-- Entries provided start --
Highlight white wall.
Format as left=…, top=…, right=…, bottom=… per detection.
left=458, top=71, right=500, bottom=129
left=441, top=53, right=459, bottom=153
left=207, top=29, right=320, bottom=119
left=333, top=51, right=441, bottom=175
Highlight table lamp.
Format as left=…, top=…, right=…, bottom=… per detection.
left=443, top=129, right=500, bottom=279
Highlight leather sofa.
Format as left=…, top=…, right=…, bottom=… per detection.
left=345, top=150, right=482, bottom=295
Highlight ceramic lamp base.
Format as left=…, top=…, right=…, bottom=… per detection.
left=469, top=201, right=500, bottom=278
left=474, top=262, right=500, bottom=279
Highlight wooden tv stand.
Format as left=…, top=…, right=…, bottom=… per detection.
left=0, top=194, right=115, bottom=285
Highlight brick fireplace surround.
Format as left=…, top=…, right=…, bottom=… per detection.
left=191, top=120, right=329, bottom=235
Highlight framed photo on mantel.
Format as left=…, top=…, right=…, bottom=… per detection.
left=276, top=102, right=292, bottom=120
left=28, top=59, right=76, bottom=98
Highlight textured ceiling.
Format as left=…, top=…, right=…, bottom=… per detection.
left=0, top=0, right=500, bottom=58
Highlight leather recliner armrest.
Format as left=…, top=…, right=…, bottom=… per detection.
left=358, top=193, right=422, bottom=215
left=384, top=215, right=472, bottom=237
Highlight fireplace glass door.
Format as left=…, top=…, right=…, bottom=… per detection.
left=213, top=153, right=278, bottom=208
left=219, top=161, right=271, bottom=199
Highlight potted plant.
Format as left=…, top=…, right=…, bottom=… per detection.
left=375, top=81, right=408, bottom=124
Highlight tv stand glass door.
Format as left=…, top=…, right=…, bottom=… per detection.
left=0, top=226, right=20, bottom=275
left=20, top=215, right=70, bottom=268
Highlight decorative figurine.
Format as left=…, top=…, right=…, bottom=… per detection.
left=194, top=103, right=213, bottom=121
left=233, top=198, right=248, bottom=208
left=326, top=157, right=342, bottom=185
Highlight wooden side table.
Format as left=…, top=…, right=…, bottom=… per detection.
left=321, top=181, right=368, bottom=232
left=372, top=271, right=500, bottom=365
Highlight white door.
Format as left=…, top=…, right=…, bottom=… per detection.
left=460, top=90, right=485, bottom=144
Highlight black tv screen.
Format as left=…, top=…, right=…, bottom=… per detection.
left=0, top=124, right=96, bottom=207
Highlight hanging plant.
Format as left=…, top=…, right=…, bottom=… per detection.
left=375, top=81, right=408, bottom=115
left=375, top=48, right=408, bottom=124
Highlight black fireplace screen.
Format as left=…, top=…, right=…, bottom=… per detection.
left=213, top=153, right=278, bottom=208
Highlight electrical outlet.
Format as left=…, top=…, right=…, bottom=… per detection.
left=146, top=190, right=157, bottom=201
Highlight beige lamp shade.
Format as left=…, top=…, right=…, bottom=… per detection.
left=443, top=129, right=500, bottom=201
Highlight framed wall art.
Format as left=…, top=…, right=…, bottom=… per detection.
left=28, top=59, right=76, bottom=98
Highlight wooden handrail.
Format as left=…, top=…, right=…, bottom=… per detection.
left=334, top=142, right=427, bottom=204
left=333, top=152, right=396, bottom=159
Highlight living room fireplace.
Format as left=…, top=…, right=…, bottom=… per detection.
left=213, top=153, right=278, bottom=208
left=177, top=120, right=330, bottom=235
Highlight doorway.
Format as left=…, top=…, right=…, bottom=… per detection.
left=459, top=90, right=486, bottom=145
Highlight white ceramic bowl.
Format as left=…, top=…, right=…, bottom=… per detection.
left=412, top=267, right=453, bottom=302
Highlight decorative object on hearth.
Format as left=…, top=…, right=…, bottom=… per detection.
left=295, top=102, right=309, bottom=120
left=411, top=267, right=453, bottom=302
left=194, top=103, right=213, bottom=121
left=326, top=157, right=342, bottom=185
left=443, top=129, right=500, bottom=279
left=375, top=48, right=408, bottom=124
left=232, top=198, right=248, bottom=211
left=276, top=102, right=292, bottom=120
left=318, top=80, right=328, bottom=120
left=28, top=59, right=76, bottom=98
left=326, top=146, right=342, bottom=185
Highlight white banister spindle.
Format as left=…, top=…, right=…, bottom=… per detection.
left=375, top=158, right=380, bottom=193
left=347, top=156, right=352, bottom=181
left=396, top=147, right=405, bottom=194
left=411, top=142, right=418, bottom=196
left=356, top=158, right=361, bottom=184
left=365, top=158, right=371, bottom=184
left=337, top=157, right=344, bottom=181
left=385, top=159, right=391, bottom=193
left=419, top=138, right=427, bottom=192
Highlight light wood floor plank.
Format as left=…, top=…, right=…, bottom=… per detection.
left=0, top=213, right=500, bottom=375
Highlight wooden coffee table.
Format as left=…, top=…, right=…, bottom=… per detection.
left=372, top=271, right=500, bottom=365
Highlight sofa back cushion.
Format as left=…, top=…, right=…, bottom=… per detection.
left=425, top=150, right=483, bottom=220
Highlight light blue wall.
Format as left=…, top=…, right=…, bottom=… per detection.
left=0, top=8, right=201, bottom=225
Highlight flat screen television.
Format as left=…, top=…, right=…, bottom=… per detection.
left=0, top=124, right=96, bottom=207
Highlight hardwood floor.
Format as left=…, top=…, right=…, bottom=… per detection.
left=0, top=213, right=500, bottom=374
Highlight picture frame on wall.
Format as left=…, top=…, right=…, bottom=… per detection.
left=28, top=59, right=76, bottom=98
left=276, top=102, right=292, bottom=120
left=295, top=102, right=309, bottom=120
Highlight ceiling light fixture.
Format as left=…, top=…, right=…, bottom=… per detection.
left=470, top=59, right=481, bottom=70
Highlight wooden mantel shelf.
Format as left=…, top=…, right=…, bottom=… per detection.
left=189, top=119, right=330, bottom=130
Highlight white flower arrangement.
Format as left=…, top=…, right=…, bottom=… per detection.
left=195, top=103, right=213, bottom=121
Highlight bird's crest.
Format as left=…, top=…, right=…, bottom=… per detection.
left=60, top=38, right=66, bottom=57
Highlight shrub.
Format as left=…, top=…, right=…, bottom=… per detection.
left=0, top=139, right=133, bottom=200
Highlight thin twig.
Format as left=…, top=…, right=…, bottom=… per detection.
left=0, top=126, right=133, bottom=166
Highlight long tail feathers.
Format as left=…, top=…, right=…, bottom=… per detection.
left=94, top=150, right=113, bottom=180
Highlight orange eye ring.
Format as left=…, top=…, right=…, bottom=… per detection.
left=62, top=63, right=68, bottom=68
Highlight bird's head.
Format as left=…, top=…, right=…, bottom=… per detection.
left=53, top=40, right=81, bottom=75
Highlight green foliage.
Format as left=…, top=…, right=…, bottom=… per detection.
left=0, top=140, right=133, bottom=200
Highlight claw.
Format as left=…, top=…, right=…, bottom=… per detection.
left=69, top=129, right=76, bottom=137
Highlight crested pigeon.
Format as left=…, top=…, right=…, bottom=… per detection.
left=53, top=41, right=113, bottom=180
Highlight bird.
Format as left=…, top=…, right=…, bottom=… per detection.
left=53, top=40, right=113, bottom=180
-- Entries provided end --
* What you should do: Reproduce the data, keeping every line exactly the same.

* Result:
Highlight white wall.
Format as left=…, top=…, right=…, bottom=… per detection.
left=458, top=71, right=500, bottom=129
left=441, top=53, right=459, bottom=153
left=207, top=29, right=320, bottom=119
left=333, top=51, right=441, bottom=175
Highlight table lamp.
Format as left=…, top=…, right=…, bottom=… per detection.
left=443, top=129, right=500, bottom=279
Highlight leather sofa.
Format as left=…, top=…, right=…, bottom=… per detection.
left=345, top=150, right=482, bottom=295
Highlight ceramic lamp base.
Format as left=…, top=…, right=…, bottom=… per detection.
left=469, top=201, right=500, bottom=278
left=474, top=262, right=500, bottom=279
Highlight wooden tv stand.
Format as left=…, top=…, right=…, bottom=… per detection.
left=0, top=194, right=115, bottom=285
Highlight brick fireplace surround.
Format as left=…, top=…, right=…, bottom=… per detection.
left=191, top=120, right=329, bottom=235
Highlight framed photo on mantel.
Format as left=…, top=…, right=…, bottom=… per detection.
left=276, top=102, right=292, bottom=120
left=28, top=59, right=76, bottom=98
Highlight textured ceiling.
Format as left=…, top=…, right=…, bottom=… per detection.
left=0, top=0, right=500, bottom=58
Highlight leather recliner armrest.
Format as left=…, top=…, right=…, bottom=… per detection.
left=358, top=193, right=422, bottom=215
left=384, top=215, right=472, bottom=237
Highlight fireplace glass door.
Format as left=…, top=…, right=…, bottom=… per detection.
left=213, top=153, right=278, bottom=208
left=219, top=161, right=271, bottom=199
Highlight potted plant.
Format as left=…, top=…, right=…, bottom=… per detection.
left=375, top=81, right=408, bottom=124
Highlight tv stand glass door.
Format as left=…, top=…, right=…, bottom=… per detection.
left=0, top=226, right=20, bottom=275
left=20, top=215, right=70, bottom=268
Highlight decorative figurine.
Format as left=…, top=…, right=…, bottom=… per detection.
left=194, top=103, right=213, bottom=121
left=233, top=198, right=248, bottom=208
left=326, top=157, right=342, bottom=185
Highlight wooden side table.
Format as left=…, top=…, right=…, bottom=… per detection.
left=321, top=181, right=368, bottom=232
left=372, top=271, right=500, bottom=365
Highlight white door.
Format as left=…, top=…, right=…, bottom=… per detection.
left=460, top=90, right=485, bottom=144
Highlight black tv screen.
Format as left=…, top=…, right=…, bottom=… per detection.
left=0, top=124, right=96, bottom=207
Highlight hanging plant.
Format as left=…, top=…, right=…, bottom=… per detection.
left=375, top=81, right=408, bottom=115
left=375, top=48, right=408, bottom=124
Highlight black fireplace screen.
Format as left=…, top=…, right=…, bottom=… per detection.
left=213, top=153, right=278, bottom=208
Highlight electrical outlet.
Format as left=…, top=…, right=…, bottom=… per detection.
left=146, top=190, right=157, bottom=201
Highlight beige lamp shade.
Format as left=…, top=…, right=…, bottom=… per detection.
left=443, top=129, right=500, bottom=201
Highlight framed wall art.
Format as left=…, top=…, right=…, bottom=… per detection.
left=28, top=59, right=76, bottom=98
Highlight wooden handrail.
Format as left=…, top=…, right=…, bottom=… per detection.
left=334, top=142, right=427, bottom=204
left=333, top=152, right=396, bottom=159
Highlight living room fireplace.
Format as left=…, top=…, right=…, bottom=… per detection.
left=213, top=153, right=278, bottom=208
left=177, top=120, right=330, bottom=235
Highlight doorway.
Format as left=…, top=…, right=…, bottom=… per detection.
left=459, top=90, right=486, bottom=145
Highlight white ceramic bowl.
Format as left=…, top=…, right=…, bottom=… per detection.
left=412, top=267, right=453, bottom=302
Highlight decorative object on hearth.
Format as left=…, top=…, right=…, bottom=… per detection.
left=295, top=102, right=309, bottom=120
left=411, top=267, right=453, bottom=302
left=194, top=103, right=213, bottom=121
left=326, top=157, right=342, bottom=185
left=443, top=129, right=500, bottom=279
left=375, top=48, right=408, bottom=124
left=232, top=198, right=248, bottom=211
left=276, top=102, right=292, bottom=120
left=318, top=80, right=328, bottom=120
left=28, top=59, right=76, bottom=98
left=326, top=146, right=342, bottom=185
Highlight white banister spindle.
Format as left=…, top=…, right=…, bottom=… per detection.
left=375, top=158, right=380, bottom=193
left=347, top=156, right=352, bottom=181
left=396, top=147, right=405, bottom=194
left=411, top=142, right=418, bottom=196
left=356, top=158, right=361, bottom=184
left=365, top=158, right=371, bottom=184
left=337, top=157, right=344, bottom=181
left=385, top=159, right=391, bottom=193
left=419, top=138, right=427, bottom=192
Highlight light wood floor plank.
Format as left=…, top=…, right=…, bottom=… per detection.
left=0, top=213, right=500, bottom=375
Highlight wooden coffee table.
Format as left=…, top=…, right=…, bottom=… per detection.
left=372, top=271, right=500, bottom=365
Highlight sofa back cushion.
Format as left=…, top=…, right=…, bottom=… per detection.
left=425, top=150, right=483, bottom=220
Highlight light blue wall.
Format as left=…, top=…, right=…, bottom=… per detection.
left=0, top=8, right=201, bottom=225
Highlight flat screen television.
Format as left=…, top=…, right=…, bottom=… per detection.
left=0, top=124, right=96, bottom=207
Highlight hardwood floor.
Format as left=…, top=…, right=…, bottom=… per detection.
left=0, top=213, right=500, bottom=374
Highlight picture frame on wall.
Format as left=…, top=…, right=…, bottom=… per detection.
left=28, top=59, right=76, bottom=98
left=276, top=102, right=292, bottom=120
left=295, top=102, right=309, bottom=120
Highlight ceiling light fixture.
Format as left=…, top=…, right=…, bottom=… per detection.
left=470, top=59, right=481, bottom=70
Highlight wooden mantel shelf.
Format as left=…, top=…, right=…, bottom=… per detection.
left=189, top=119, right=330, bottom=130
Highlight white flower arrangement.
Format as left=…, top=…, right=…, bottom=… per detection.
left=195, top=103, right=213, bottom=121
Highlight bird's crest.
Format as left=…, top=…, right=…, bottom=… per detection.
left=60, top=38, right=66, bottom=57
Highlight shrub.
Format as left=…, top=…, right=…, bottom=… per detection.
left=0, top=139, right=133, bottom=200
Highlight thin twig.
Format as left=…, top=…, right=…, bottom=… per detection.
left=0, top=126, right=133, bottom=166
Highlight long tail feathers.
Format as left=…, top=…, right=…, bottom=… per detection.
left=94, top=150, right=113, bottom=180
Highlight orange eye ring.
Format as left=…, top=…, right=…, bottom=… per detection.
left=62, top=63, right=68, bottom=68
Highlight bird's head.
Format as left=…, top=…, right=…, bottom=… per detection.
left=53, top=40, right=81, bottom=75
Highlight green foliage.
Format as left=…, top=…, right=…, bottom=… per detection.
left=0, top=140, right=133, bottom=200
Highlight claw.
Format as left=…, top=…, right=…, bottom=… per detection.
left=69, top=129, right=76, bottom=137
Highlight crested pigeon.
Format as left=…, top=…, right=…, bottom=… per detection.
left=53, top=41, right=113, bottom=180
Highlight bird.
Format as left=…, top=…, right=…, bottom=… per detection.
left=53, top=40, right=113, bottom=180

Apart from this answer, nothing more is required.